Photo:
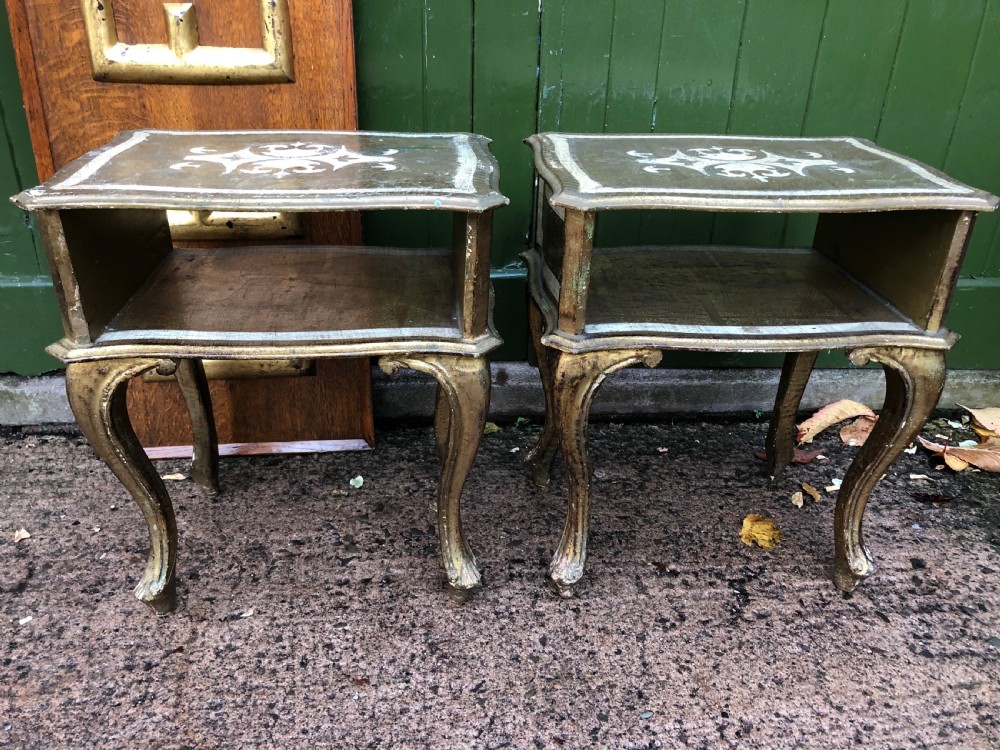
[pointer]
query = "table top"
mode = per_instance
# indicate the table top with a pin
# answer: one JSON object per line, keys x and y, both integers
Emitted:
{"x": 277, "y": 170}
{"x": 741, "y": 173}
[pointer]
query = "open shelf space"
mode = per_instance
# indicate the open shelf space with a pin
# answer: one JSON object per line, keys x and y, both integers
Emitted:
{"x": 731, "y": 292}
{"x": 292, "y": 294}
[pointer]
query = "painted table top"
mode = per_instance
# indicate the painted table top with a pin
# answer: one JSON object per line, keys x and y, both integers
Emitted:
{"x": 293, "y": 170}
{"x": 741, "y": 173}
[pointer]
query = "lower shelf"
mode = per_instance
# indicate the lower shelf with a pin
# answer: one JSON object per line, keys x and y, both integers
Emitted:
{"x": 732, "y": 293}
{"x": 292, "y": 294}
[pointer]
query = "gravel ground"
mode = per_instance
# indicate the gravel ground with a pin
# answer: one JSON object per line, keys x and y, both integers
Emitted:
{"x": 314, "y": 614}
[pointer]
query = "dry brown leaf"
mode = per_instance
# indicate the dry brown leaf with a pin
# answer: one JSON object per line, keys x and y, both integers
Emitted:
{"x": 985, "y": 456}
{"x": 812, "y": 492}
{"x": 954, "y": 463}
{"x": 760, "y": 531}
{"x": 989, "y": 418}
{"x": 830, "y": 415}
{"x": 857, "y": 432}
{"x": 799, "y": 456}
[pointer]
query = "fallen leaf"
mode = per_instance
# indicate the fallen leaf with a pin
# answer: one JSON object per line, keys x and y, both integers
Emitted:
{"x": 988, "y": 418}
{"x": 857, "y": 432}
{"x": 830, "y": 415}
{"x": 954, "y": 463}
{"x": 812, "y": 492}
{"x": 760, "y": 531}
{"x": 985, "y": 456}
{"x": 799, "y": 456}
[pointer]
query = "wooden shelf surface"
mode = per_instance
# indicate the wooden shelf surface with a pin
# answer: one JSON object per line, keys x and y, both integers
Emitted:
{"x": 292, "y": 294}
{"x": 731, "y": 293}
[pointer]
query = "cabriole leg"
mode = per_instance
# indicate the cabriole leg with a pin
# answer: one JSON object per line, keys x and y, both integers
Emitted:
{"x": 442, "y": 423}
{"x": 464, "y": 394}
{"x": 576, "y": 379}
{"x": 96, "y": 393}
{"x": 780, "y": 446}
{"x": 914, "y": 379}
{"x": 191, "y": 378}
{"x": 540, "y": 458}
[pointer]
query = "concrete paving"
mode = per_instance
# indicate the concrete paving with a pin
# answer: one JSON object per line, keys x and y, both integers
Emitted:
{"x": 314, "y": 614}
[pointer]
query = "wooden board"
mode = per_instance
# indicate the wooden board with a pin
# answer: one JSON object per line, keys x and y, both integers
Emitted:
{"x": 69, "y": 113}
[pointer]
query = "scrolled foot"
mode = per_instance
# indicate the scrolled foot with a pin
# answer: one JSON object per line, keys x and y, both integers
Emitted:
{"x": 576, "y": 379}
{"x": 849, "y": 574}
{"x": 161, "y": 596}
{"x": 96, "y": 392}
{"x": 914, "y": 379}
{"x": 460, "y": 414}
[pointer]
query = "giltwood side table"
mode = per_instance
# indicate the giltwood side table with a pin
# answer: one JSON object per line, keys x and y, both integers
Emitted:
{"x": 132, "y": 303}
{"x": 876, "y": 281}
****
**Problem:** Using the listing above, pull out all lines that hold the word "foot".

**Answer to this task:**
query = "scrolled foot"
# indicate the scrolled foot with a pin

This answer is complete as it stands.